The tubing spool 202 provides a base for the tree 108. The tubing spool 202 includes a tubing spool bore 203. The tubing spool bore 203 fluidly couples to enable fluid communication between the tree bore 120 and the well 114. Thus, the bores 118, 120, and 203 may provide access to the wellbore 114 for various completion and workover procedures. For example, components can be run down to the wellhead 115 and disposed in the tubing spool bore 203 to seal off the wellbore 114, to inject fluids downhole, to suspend tools downhole, to retrieve tools downhole, and the like.

As one of ordinary skill in the art understands, the wellbore 114 may contain elevated pressures. For example, the wellbore 114 may include pressures that exceed 10,000 pounds per square inch (PSI). Accordingly, well systems 100 employ various mechanisms, such as mandrels, seals, plugs and valves, to control and regulate the well 114. For example, the tubing hanger 224 is typically disposed within the wellhead 115 to secure tubing and casing suspended in the wellbore 114, and to provide a path for hydraulic control fluid, chemical injections, and the like. The hanger 224 includes a hanger bore 226 that extends through the center of the hanger 224, and that is in fluid communication with the tubing spool bore 203 and the wellbore 114.

Referring now to FIG. 2, a cross-section view of the tubing spool 202 of FIG. 1 is shown. Disposed inside the tubing spool 202 is a hydraulic tool 204 and tubing hanger 224 assembly, thus forming the major components of a hanger system 200. In some embodiments, the hydraulic tool 204 includes other actuation tools, and the tubing hanger 224 includes casing and other tubular string hangers. The hydraulic tool 204 includes an actuation head 222, an outer sleeve actuator 206, and an inner sleeve actuator 208. Disposed below the hydraulic tool 204 is a sleeve and seal assembly 210, including an outer sleeve 212, an inner sleeve 214, and a seal assembly 300. The seal assembly 300 includes a first or upper set of seals 302 and a second or lower set of seals 304. Accordingly, the sleeve and seal assembly 210 and the seal assembly 300 may also be referred to as a “dual seal” assembly or a “dual metal seal” assembly. The seal assembly 300, when set as more fully described below, seals between the tubing hanger 224 and the tubing spool 202. A port 216 in the tubing spool 202 allows fluid communication with the seal assembly 300, such as for fluid pressure testing. The tubing hanger 224 includes a central bore 226. A first or run-in position of the hydraulic tool 204 and sleeve and seal assembly 210 is shown at 218, and a second or set position of the hydraulic tool 204 and sleeve and seal assembly 210 is shown at 220. These positions will be described more fully below.

**EXERCISE REQUIREMENTS**.
(1) Reproduce the tubing spool passage word for word, starting with "The tubing spool 202 provides" and going on through "downhole, and the like.".
(2) Carry on the tubing spool passage from the point after its final sentence.

**DATA EXTRACT**.
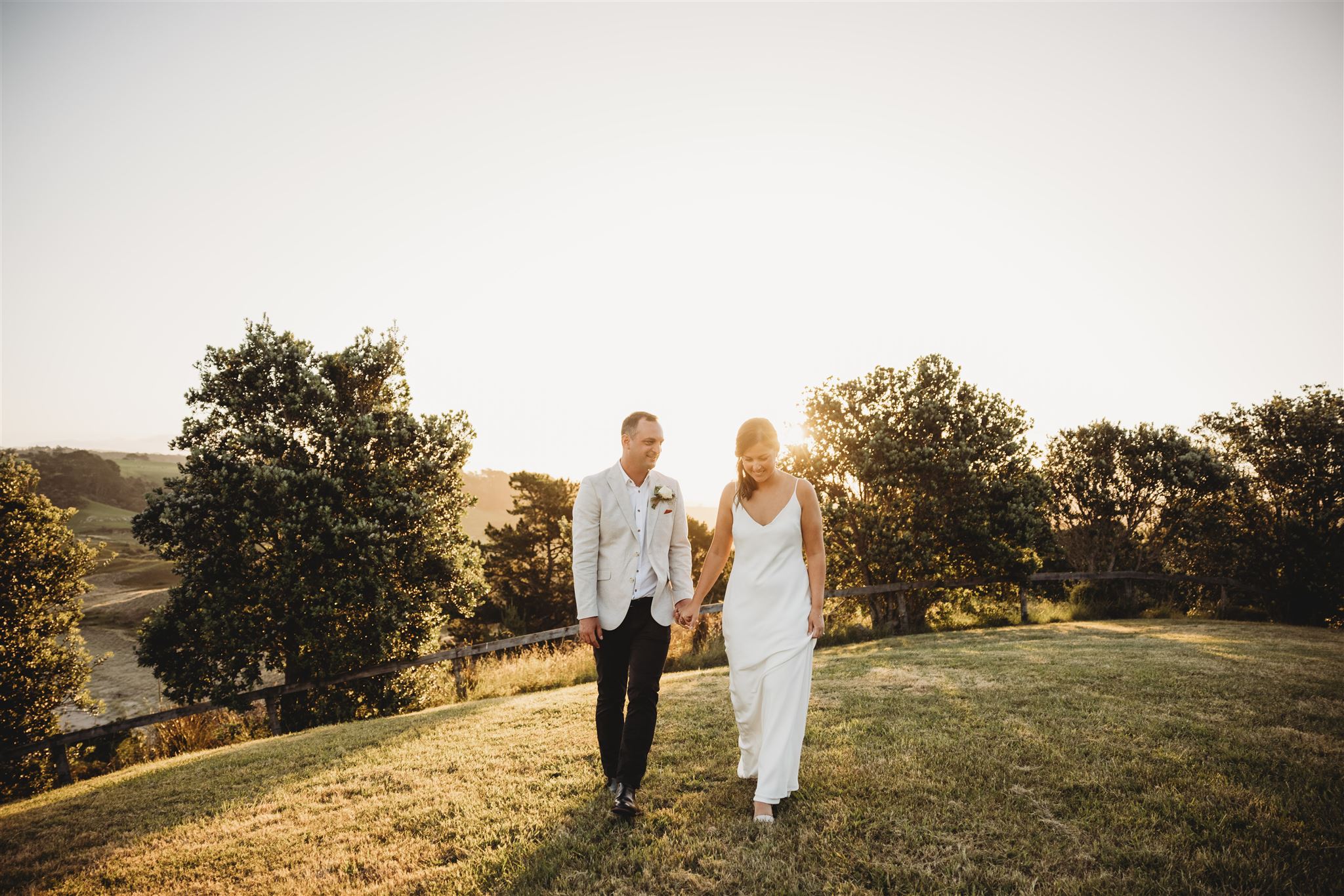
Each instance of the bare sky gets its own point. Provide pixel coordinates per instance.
(1132, 211)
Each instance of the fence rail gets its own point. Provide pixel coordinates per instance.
(457, 656)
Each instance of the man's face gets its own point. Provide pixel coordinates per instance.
(641, 452)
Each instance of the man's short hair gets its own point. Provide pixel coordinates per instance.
(632, 422)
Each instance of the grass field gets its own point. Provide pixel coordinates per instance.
(1144, 755)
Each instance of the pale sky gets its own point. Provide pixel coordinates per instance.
(1132, 211)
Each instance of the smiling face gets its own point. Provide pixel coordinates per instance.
(759, 461)
(641, 451)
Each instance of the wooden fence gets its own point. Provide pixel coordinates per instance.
(460, 656)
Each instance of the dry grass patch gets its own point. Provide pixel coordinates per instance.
(1078, 757)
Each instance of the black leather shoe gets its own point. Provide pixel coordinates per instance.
(624, 805)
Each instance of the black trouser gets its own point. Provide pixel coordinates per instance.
(629, 659)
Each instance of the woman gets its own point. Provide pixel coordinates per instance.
(772, 610)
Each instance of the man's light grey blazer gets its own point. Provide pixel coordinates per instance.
(605, 548)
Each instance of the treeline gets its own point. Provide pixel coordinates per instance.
(925, 476)
(72, 476)
(316, 524)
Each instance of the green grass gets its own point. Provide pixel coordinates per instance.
(1143, 755)
(96, 518)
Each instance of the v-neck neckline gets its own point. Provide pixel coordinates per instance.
(766, 525)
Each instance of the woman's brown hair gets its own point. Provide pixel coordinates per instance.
(754, 432)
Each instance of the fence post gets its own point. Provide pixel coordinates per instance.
(62, 765)
(457, 679)
(272, 714)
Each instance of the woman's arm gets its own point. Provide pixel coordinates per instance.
(815, 548)
(718, 554)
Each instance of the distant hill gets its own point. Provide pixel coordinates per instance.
(1118, 757)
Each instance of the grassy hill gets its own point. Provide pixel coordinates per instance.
(1146, 755)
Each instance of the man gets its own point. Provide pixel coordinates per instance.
(631, 558)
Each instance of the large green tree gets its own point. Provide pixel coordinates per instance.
(43, 661)
(528, 562)
(1280, 525)
(1118, 493)
(921, 474)
(316, 527)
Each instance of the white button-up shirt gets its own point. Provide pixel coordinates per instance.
(646, 579)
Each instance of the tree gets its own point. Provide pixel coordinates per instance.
(315, 524)
(1282, 518)
(921, 476)
(1117, 493)
(528, 562)
(43, 661)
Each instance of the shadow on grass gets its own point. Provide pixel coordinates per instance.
(117, 809)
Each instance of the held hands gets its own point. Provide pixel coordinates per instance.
(816, 622)
(686, 611)
(591, 630)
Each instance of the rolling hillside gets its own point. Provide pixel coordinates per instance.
(1148, 755)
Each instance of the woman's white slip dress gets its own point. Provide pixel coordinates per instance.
(765, 633)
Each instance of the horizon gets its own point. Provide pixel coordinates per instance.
(1100, 211)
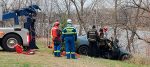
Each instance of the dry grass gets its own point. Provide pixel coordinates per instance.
(44, 58)
(139, 59)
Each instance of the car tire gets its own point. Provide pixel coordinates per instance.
(83, 50)
(9, 41)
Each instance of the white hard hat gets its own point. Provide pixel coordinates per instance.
(69, 21)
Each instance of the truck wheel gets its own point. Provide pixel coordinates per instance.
(9, 41)
(124, 57)
(83, 50)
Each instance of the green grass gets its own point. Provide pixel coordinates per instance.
(44, 58)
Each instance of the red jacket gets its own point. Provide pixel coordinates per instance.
(55, 32)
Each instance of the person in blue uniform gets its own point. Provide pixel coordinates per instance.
(69, 35)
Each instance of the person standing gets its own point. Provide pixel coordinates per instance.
(93, 38)
(56, 34)
(69, 35)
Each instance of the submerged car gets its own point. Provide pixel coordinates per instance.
(107, 48)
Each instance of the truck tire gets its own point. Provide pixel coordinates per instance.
(83, 50)
(9, 41)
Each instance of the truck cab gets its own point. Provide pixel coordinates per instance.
(10, 36)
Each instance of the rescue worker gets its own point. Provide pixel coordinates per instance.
(56, 34)
(69, 35)
(101, 33)
(105, 32)
(93, 38)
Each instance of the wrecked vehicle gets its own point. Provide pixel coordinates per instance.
(108, 48)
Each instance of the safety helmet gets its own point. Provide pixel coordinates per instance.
(69, 21)
(56, 24)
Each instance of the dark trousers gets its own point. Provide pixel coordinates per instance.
(93, 49)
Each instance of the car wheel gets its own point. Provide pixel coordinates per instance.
(9, 41)
(124, 57)
(83, 50)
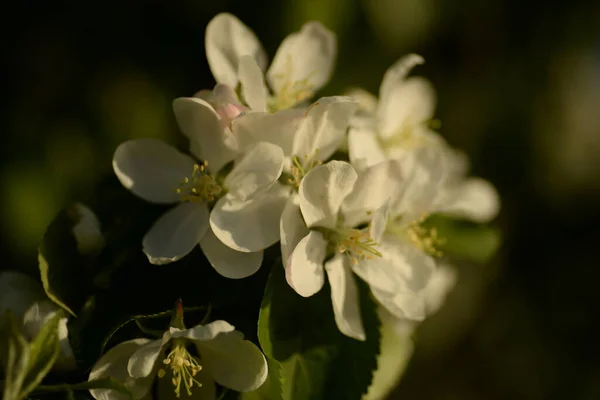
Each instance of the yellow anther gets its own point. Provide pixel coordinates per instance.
(183, 368)
(200, 187)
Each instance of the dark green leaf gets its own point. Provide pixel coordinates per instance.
(466, 240)
(315, 358)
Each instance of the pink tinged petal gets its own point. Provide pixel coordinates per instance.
(291, 227)
(364, 148)
(324, 127)
(143, 361)
(255, 172)
(227, 40)
(114, 364)
(409, 105)
(475, 199)
(322, 192)
(304, 267)
(395, 75)
(252, 225)
(176, 233)
(306, 55)
(344, 298)
(374, 188)
(151, 169)
(278, 128)
(198, 120)
(233, 362)
(228, 262)
(252, 82)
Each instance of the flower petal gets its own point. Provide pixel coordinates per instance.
(228, 262)
(291, 227)
(322, 191)
(252, 225)
(475, 199)
(304, 267)
(364, 148)
(255, 172)
(396, 74)
(252, 81)
(227, 40)
(409, 104)
(113, 364)
(234, 362)
(176, 233)
(324, 127)
(142, 362)
(278, 128)
(199, 121)
(308, 55)
(151, 169)
(373, 189)
(344, 298)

**ANSWERS BELOW**.
(1)
The tubing spool 202 provides a base for the tree 108. The tubing spool 202 includes a tubing spool bore 203. The tubing spool bore 203 fluidly couples to enable fluid communication between the tree bore 120 and the well 114. Thus, the bores 118, 120, and 203 may provide access to the wellbore 114 for various completion and workover procedures. For example, components can be run down to the wellhead 115 and disposed in the tubing spool bore 203 to seal off the wellbore 114, to inject fluids downhole, to suspend tools downhole, to retrieve tools downhole, and the like.

(2)
Referring next to FIG. 3, an enlarged view of the sleeve and seal assembly 210 is shown in the run-in position 218. The inner sleeve 214 is retained at the upper end of the sleeve and seal assembly 210 and engages a retainer or load ring 228 at an interface 230. The load ring 228 includes an engagement profile 232 that can matingly engage with an engagement profile 234 on the tubing hanger 224. The outer sleeve 212 is disposed in a radial direction between the tubing hanger 224/load ring 228 and the tubing spool 202. Unless otherwise noted, “axial” or “axially” refers to the direction generally along a longitudinal axis 250 of the hanger system 200, and “radial” or “radially” refers to the direction generally normal or perpendicular to the axis 250. Thus, for example, the tubing hanger 224, the load ring 230, the inner sleeve 214, the outer sleeve 212, and the tubing spool 202 generally progress radially outwardly from the axis 250 of the hanger system 200.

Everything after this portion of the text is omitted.